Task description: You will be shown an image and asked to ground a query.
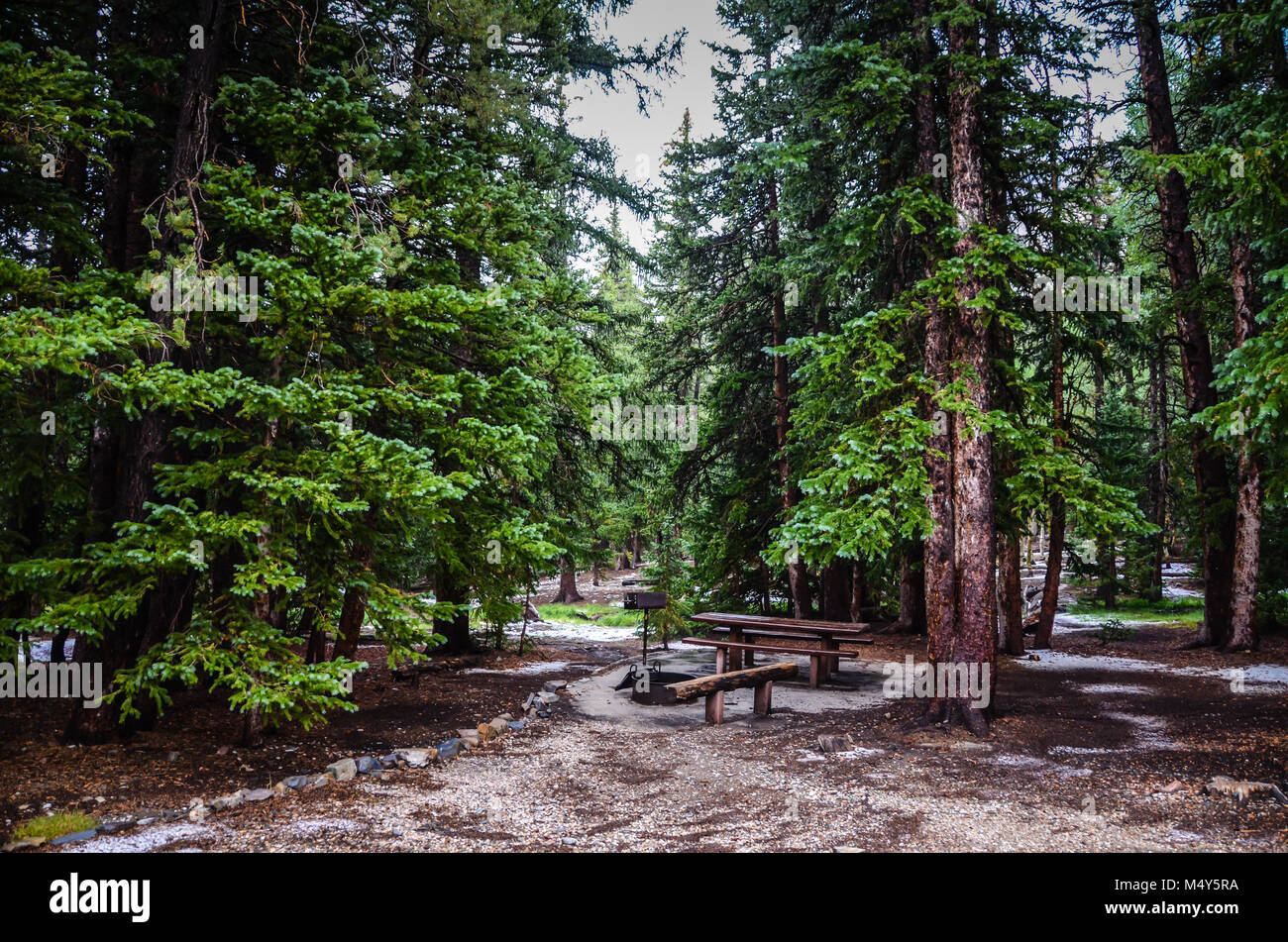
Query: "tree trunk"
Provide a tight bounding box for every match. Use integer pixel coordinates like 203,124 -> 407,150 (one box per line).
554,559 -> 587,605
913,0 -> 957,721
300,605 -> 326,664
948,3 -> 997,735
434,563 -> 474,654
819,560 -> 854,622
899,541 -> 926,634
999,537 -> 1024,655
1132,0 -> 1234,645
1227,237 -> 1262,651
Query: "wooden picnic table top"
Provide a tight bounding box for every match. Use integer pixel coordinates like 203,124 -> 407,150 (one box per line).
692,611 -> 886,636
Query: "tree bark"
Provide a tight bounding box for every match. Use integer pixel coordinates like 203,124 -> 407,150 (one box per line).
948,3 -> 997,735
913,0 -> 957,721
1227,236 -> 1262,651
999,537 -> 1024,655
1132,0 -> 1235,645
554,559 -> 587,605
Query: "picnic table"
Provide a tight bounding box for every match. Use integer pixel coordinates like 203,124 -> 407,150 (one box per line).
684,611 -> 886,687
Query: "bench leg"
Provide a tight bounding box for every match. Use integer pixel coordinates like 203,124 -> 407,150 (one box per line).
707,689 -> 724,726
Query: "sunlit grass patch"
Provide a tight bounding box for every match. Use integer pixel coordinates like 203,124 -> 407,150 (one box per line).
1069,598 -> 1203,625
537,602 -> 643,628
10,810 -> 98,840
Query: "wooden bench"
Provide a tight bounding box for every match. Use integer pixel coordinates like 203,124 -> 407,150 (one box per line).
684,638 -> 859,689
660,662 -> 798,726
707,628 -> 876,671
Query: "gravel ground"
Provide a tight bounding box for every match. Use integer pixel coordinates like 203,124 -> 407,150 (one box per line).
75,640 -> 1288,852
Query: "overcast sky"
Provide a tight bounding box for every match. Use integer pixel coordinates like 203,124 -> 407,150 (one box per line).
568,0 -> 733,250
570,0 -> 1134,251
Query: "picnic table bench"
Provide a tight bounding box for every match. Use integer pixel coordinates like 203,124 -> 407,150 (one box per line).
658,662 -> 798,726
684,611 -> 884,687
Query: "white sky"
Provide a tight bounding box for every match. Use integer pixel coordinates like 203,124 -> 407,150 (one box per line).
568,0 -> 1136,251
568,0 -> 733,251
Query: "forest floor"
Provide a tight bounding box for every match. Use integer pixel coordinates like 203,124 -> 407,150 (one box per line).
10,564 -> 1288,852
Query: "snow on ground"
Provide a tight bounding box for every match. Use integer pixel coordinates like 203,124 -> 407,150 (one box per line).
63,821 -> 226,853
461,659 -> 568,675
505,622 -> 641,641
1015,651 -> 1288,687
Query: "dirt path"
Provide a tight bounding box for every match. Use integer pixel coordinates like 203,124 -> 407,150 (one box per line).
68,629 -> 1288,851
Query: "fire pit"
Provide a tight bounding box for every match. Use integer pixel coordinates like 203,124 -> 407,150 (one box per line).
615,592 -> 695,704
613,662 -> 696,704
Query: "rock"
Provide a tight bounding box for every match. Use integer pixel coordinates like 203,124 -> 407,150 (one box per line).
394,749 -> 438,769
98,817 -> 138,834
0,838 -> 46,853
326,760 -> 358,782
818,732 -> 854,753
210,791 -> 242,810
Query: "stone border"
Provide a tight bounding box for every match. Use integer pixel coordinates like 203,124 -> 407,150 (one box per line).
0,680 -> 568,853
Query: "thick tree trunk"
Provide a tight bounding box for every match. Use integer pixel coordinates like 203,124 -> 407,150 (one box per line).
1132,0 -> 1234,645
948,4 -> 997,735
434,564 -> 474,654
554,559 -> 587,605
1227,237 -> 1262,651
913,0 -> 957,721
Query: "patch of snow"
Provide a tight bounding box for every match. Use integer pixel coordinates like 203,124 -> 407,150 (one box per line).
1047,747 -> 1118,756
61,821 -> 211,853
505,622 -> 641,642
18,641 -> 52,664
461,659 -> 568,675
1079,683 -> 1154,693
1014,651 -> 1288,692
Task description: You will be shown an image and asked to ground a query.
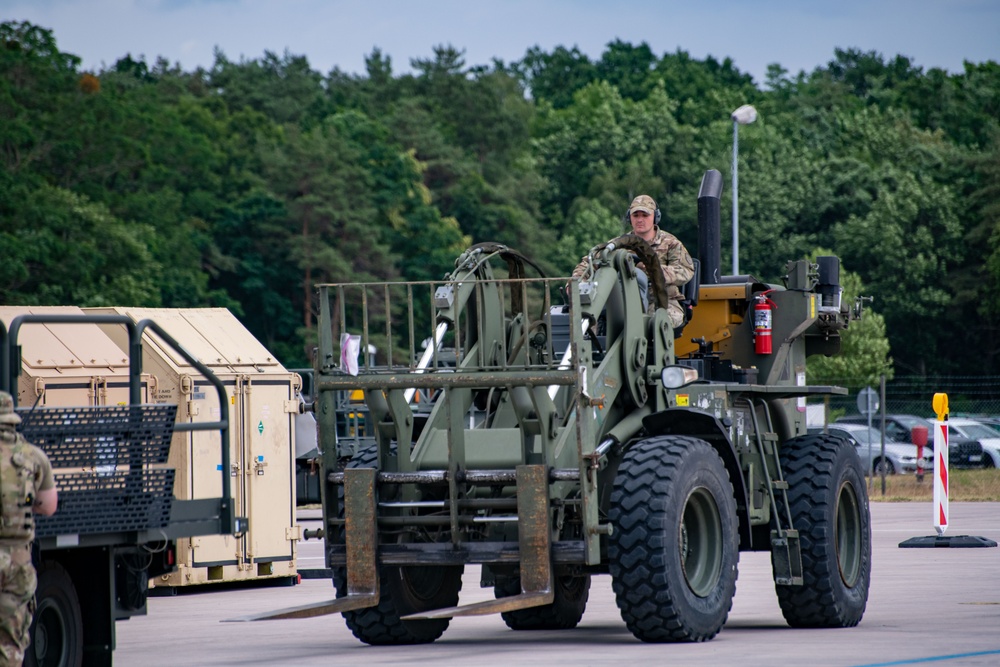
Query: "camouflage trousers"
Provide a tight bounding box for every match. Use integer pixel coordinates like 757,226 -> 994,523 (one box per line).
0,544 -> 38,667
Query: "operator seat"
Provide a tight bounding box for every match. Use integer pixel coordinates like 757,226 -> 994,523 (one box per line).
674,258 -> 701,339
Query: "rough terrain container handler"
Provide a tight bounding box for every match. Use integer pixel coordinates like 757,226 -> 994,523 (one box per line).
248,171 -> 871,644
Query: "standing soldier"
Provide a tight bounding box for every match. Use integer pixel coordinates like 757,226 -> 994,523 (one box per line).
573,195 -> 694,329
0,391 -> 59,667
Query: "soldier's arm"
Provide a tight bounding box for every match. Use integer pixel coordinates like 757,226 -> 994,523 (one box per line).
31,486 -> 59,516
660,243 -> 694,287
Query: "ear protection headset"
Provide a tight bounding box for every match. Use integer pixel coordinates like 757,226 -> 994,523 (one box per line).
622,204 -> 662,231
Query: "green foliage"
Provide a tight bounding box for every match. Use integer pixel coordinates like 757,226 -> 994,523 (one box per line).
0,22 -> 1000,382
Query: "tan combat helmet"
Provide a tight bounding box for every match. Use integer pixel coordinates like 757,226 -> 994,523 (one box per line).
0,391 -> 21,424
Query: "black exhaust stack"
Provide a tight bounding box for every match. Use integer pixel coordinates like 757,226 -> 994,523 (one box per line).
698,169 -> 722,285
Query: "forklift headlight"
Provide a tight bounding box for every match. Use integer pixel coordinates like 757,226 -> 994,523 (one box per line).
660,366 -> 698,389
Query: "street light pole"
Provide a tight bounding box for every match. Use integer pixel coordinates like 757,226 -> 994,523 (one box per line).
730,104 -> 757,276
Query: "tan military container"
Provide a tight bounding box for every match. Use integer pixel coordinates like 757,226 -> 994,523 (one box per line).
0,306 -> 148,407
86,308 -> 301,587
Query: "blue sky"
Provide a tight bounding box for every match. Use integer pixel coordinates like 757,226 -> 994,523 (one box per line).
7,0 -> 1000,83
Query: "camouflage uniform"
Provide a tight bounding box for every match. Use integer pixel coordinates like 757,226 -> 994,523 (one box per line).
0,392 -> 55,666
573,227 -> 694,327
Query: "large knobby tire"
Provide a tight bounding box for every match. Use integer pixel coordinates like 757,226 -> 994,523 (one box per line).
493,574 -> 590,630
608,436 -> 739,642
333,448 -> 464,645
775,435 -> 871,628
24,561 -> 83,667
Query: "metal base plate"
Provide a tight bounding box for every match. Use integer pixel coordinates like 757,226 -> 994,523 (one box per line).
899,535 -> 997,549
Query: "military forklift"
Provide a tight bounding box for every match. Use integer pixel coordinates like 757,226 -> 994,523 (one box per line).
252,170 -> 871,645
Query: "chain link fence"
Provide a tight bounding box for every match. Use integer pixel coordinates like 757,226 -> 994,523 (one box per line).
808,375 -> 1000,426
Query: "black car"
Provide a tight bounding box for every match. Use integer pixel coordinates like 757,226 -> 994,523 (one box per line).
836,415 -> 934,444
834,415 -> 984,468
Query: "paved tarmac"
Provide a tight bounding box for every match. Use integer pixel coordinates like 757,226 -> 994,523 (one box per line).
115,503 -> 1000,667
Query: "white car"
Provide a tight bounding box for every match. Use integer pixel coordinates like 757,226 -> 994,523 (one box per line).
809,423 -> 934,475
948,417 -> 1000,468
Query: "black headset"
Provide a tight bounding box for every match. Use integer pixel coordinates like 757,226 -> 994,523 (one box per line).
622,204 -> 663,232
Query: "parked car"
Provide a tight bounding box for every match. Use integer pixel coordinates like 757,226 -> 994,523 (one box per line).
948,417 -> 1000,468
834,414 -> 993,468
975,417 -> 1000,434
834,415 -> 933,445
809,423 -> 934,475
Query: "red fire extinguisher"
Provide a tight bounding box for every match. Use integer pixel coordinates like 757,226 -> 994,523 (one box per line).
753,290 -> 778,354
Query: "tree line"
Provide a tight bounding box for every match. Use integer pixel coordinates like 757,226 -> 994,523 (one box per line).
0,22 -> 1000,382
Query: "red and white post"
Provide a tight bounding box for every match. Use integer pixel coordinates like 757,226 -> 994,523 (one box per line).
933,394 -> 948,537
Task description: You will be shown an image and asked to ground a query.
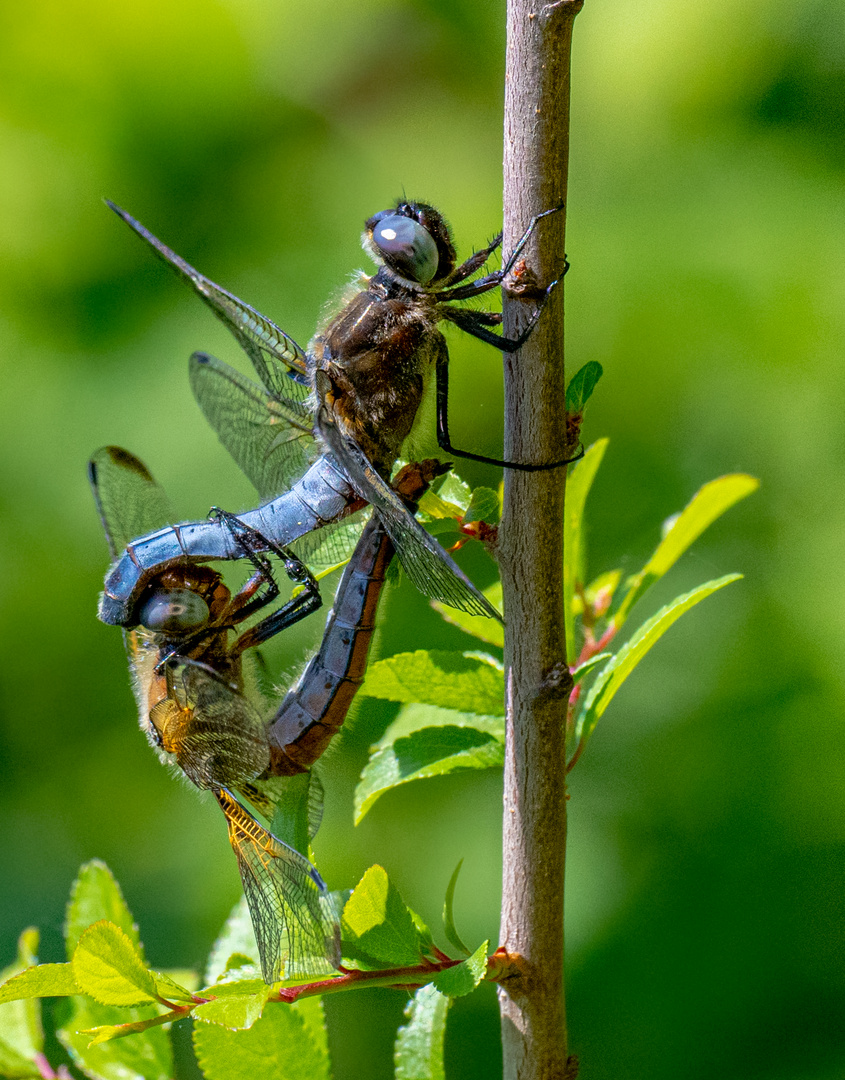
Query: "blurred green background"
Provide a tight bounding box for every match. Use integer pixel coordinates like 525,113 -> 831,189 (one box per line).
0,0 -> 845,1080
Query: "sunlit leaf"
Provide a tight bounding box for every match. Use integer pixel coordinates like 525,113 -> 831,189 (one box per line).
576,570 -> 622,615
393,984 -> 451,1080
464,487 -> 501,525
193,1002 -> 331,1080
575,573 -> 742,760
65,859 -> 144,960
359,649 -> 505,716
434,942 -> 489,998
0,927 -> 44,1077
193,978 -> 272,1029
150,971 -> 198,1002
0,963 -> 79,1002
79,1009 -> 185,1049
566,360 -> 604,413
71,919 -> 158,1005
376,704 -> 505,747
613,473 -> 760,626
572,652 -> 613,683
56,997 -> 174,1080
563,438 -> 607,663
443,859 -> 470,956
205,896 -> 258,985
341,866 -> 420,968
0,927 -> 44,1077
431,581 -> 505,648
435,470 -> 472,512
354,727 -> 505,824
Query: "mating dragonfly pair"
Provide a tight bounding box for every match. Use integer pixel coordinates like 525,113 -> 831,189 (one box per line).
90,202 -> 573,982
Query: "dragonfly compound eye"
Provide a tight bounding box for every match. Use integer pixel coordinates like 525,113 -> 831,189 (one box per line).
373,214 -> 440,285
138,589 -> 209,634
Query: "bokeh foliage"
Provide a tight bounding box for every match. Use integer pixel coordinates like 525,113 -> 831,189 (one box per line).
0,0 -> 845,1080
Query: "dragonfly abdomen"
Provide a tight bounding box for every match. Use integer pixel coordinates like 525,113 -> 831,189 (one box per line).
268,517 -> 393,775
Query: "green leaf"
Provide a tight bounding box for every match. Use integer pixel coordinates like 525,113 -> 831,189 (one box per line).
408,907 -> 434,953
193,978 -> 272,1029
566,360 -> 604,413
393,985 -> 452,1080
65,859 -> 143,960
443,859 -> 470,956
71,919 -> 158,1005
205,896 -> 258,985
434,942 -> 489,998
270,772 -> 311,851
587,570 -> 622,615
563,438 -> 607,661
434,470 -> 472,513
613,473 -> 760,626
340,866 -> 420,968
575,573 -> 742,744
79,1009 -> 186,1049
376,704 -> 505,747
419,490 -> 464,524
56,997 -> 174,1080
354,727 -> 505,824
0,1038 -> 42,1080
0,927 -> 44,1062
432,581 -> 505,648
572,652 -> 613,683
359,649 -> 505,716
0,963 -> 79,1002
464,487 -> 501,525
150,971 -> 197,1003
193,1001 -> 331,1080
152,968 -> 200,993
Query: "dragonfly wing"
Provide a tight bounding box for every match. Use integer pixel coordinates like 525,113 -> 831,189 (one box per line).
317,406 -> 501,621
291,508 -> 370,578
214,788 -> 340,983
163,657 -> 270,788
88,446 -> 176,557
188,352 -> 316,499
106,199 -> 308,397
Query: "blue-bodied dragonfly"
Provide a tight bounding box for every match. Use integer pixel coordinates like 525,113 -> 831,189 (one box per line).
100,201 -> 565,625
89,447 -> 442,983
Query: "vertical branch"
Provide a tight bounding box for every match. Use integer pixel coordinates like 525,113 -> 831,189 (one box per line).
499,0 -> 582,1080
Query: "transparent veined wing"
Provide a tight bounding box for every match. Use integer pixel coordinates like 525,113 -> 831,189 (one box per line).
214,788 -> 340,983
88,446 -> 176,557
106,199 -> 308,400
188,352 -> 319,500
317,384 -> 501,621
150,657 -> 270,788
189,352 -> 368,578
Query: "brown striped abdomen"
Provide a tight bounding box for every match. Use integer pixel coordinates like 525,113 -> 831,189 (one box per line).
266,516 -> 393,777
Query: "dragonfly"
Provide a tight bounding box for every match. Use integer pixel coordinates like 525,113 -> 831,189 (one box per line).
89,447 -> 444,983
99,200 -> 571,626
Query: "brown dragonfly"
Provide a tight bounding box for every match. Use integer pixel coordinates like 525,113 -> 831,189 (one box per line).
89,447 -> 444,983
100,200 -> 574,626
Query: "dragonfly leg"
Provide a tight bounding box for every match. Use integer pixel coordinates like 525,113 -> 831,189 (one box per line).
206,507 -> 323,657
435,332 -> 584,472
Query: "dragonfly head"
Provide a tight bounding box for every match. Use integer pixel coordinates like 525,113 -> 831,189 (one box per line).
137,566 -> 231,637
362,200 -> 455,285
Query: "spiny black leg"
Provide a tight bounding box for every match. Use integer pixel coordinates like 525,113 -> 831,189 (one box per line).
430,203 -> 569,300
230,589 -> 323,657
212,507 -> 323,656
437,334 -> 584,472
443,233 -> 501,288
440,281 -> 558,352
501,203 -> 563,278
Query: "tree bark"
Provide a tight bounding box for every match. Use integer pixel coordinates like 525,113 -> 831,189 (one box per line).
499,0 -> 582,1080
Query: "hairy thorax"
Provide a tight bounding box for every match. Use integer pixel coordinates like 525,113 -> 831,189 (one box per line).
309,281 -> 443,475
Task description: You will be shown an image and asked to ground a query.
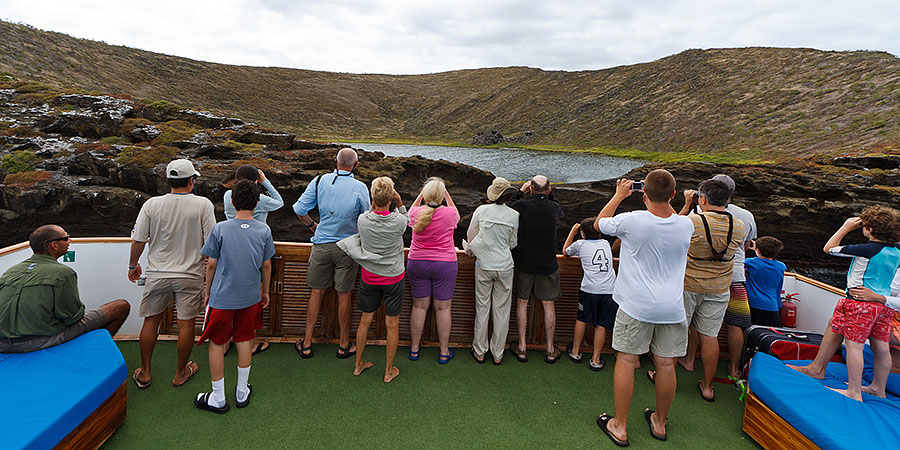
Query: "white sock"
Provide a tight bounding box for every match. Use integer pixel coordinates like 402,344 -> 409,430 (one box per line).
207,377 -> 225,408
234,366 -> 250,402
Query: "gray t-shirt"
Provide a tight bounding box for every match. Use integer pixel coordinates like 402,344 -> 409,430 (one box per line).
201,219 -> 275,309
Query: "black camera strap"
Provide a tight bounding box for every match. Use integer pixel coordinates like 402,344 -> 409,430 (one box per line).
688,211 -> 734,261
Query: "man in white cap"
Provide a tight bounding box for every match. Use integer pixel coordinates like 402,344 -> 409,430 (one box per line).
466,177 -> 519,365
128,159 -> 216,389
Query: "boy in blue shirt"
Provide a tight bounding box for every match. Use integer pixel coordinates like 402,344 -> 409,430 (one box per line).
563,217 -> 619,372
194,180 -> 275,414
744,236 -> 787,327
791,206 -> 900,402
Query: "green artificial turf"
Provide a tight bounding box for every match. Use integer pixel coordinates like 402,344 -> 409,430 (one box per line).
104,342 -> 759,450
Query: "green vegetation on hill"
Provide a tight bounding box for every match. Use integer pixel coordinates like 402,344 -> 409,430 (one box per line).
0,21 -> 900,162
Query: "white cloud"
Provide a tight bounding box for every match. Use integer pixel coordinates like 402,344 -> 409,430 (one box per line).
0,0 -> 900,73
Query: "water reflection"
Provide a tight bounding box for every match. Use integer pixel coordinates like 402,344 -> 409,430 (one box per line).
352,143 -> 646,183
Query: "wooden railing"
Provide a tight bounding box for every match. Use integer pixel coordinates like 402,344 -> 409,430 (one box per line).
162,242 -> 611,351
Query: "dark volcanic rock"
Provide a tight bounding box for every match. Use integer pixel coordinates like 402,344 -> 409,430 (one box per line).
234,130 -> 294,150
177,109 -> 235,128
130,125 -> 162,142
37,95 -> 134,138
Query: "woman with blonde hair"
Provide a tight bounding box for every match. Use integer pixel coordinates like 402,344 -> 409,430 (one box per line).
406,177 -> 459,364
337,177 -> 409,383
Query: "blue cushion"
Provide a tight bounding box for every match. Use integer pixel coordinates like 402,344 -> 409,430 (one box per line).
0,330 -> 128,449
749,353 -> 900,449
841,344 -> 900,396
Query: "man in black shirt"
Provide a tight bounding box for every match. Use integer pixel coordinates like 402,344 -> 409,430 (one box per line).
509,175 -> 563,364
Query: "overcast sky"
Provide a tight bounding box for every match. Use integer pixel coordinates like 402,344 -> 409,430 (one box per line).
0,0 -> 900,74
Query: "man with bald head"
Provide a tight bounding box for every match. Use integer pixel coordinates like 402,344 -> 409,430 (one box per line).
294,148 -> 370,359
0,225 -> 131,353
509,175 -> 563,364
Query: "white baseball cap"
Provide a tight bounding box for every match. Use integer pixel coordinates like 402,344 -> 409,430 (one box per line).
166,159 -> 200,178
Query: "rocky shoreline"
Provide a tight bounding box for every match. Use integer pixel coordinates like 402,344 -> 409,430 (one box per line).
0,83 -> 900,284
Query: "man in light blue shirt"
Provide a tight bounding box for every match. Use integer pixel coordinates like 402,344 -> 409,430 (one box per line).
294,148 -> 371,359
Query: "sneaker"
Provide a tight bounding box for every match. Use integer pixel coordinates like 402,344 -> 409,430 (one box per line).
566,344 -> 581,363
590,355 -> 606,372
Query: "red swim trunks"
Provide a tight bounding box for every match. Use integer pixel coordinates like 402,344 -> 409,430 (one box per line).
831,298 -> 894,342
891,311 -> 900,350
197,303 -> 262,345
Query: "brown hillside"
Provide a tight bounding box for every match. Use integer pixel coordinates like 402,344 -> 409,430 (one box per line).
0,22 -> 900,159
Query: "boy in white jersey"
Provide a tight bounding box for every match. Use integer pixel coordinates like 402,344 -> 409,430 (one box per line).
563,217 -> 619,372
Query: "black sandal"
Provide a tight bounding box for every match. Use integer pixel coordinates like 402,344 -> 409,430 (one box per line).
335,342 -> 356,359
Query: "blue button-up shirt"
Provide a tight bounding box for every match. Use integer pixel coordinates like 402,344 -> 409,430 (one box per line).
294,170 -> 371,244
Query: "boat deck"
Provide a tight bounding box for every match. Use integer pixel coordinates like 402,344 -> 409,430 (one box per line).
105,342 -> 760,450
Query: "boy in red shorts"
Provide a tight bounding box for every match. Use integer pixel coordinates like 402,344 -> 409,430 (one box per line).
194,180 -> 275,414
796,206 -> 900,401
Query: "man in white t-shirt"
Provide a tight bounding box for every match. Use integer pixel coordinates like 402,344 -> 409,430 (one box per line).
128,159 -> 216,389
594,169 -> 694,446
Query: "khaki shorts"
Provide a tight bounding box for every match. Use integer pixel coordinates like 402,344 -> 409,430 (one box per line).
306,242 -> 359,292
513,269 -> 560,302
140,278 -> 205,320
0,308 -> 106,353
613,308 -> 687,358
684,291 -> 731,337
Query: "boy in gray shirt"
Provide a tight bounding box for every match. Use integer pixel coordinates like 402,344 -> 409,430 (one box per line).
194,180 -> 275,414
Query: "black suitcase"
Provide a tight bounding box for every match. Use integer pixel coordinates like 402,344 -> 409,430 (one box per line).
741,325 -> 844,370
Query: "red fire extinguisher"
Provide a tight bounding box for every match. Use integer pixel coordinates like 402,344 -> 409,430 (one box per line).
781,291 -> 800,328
--------------------------------
WHAT YOU SHOULD DO — Print the entries from their first line down to the line that contains "300,605 -> 326,664", including both of those lines and leaving out the pictures.

WRITTEN RESPONSE —
Task description: You will be shown an image and asked to ground a query.
Query: "tree trunk"
Provide a tight bounding box for every match. Use integer pixel coordinates like 203,124 -> 407,150 (one box per line).
554,559 -> 587,605
913,0 -> 957,721
300,605 -> 326,664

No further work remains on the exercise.